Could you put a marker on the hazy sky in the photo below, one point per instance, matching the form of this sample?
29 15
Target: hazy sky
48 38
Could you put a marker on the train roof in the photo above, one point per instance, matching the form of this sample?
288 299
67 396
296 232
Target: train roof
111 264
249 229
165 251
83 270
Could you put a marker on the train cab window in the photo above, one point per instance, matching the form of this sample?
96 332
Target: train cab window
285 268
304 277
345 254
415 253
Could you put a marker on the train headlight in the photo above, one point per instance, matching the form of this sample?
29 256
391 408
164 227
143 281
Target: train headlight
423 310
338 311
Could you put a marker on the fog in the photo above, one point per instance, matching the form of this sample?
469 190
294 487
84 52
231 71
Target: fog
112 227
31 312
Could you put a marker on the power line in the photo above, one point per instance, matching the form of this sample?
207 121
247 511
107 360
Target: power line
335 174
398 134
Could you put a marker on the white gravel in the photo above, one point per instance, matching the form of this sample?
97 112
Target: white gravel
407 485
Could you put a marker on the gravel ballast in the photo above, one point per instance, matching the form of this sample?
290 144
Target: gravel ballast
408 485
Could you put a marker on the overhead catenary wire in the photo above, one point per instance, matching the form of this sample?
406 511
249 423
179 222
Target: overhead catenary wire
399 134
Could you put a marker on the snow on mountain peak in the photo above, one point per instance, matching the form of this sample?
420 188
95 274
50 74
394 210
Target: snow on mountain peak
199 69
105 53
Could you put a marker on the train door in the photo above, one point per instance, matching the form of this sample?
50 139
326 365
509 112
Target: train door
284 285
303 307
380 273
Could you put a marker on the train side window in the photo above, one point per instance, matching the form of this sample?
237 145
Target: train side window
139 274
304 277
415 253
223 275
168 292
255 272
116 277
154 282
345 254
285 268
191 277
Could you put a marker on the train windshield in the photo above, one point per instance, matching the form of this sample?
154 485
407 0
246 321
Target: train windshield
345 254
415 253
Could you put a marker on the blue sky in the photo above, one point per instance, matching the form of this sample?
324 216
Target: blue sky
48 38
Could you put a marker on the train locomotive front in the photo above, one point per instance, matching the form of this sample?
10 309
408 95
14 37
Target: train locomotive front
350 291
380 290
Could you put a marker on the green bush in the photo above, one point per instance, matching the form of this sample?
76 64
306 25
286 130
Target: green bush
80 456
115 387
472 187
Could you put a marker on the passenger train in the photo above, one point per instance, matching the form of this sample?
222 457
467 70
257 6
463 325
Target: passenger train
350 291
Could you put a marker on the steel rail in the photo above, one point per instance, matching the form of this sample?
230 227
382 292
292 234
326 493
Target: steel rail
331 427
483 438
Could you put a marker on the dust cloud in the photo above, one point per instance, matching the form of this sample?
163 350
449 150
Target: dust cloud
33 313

#### [BRIEF]
Nothing is to be left out. Repeat the whole listing exactly.

#### [COMPLETED EXERCISE]
Could you put a marker on the hazy sky in the photo below, one point per instance, matching the form of this sample?
29 15
Target: hazy sky
48 38
Could you put a marker on the train roof in the photo above, one point per instance, matching the form of this sample?
288 299
67 396
296 232
Target: train roof
111 264
249 229
165 251
83 270
Could you put a marker on the train cab window in the photo above, one point per instance, matching the form of this sample?
96 332
Target: train cab window
285 268
304 277
345 254
415 253
Could you put a marker on the train headlight in the photo above, one point per instance, matching the form of this sample?
29 256
391 408
164 227
143 281
Target: train headlight
423 310
338 311
Could you put a marker on the fog in the photo above, one point per instance, matching the form of this sample?
469 190
294 487
84 52
231 71
Target: fog
112 227
31 312
Could you put a marker on the power line in the photo above, one point per instance, matching the form of this sample?
207 121
247 511
107 360
Target: power line
335 174
398 134
Could you put a marker on the white gravel in the photo above, one point per instance, matching the form of this sample?
97 112
Target: white gravel
407 485
Could you put a marker on the gravel ballast in the photo above, one point per instance, matching the form of this sample?
290 144
Target: gravel ballast
408 485
Could you put a marker on the overhead catenary wire in the photo above, one point per instance, matching the form of this sample?
406 511
249 423
179 222
Target: overhead catenary wire
399 134
Could you put a marker on the snow on mountain peak in the photo above, one point per instance, matching the form of this sample?
420 188
95 274
50 74
394 210
Target: snow on mountain peak
199 69
105 53
Could you put a marker on the train door in the photo above, one point per instance, matching the form of this sample?
50 139
326 365
509 112
Target: train door
284 285
303 307
380 273
Could you put a marker on the train side window in the photo above, one point per instance, matching the form of this sample?
237 145
Target: train side window
139 274
304 277
415 253
223 275
168 292
255 272
116 277
154 282
345 254
285 268
191 277
Could you put a marker on the train windshield in the photo above, one point per instance, matching the form of this sample?
154 485
407 0
246 321
Target: train windshield
345 254
415 253
Could you put a marker on the blue sky in the photo above, one point per instance, matching the form of this sample?
324 216
Target: blue sky
48 38
Could you put a marker on the train locomotive front in the photo above, one point per instance, matching the form of this sample?
10 309
408 95
14 37
Target: train locomotive front
350 291
380 290
Could you put a marker on the green bush in the photo above, one point per instance, matching the form of this sample?
76 64
306 25
286 130
Target: green bush
80 456
115 387
472 187
Could you put a marker on the passenger train in the photo above, one point per instance, matching the form of this sample?
222 457
467 70
257 6
463 325
Target: passenger train
350 291
Could you put a marker on the steel rail in the photo above, one point per instance, matching the form of this sample?
230 227
382 292
292 234
326 493
Target: steel rail
331 427
483 438
Could you put a marker on the dust cloud in the photo above, one point per instance, matching the form of this sample?
163 350
449 150
Target: dust cloud
33 313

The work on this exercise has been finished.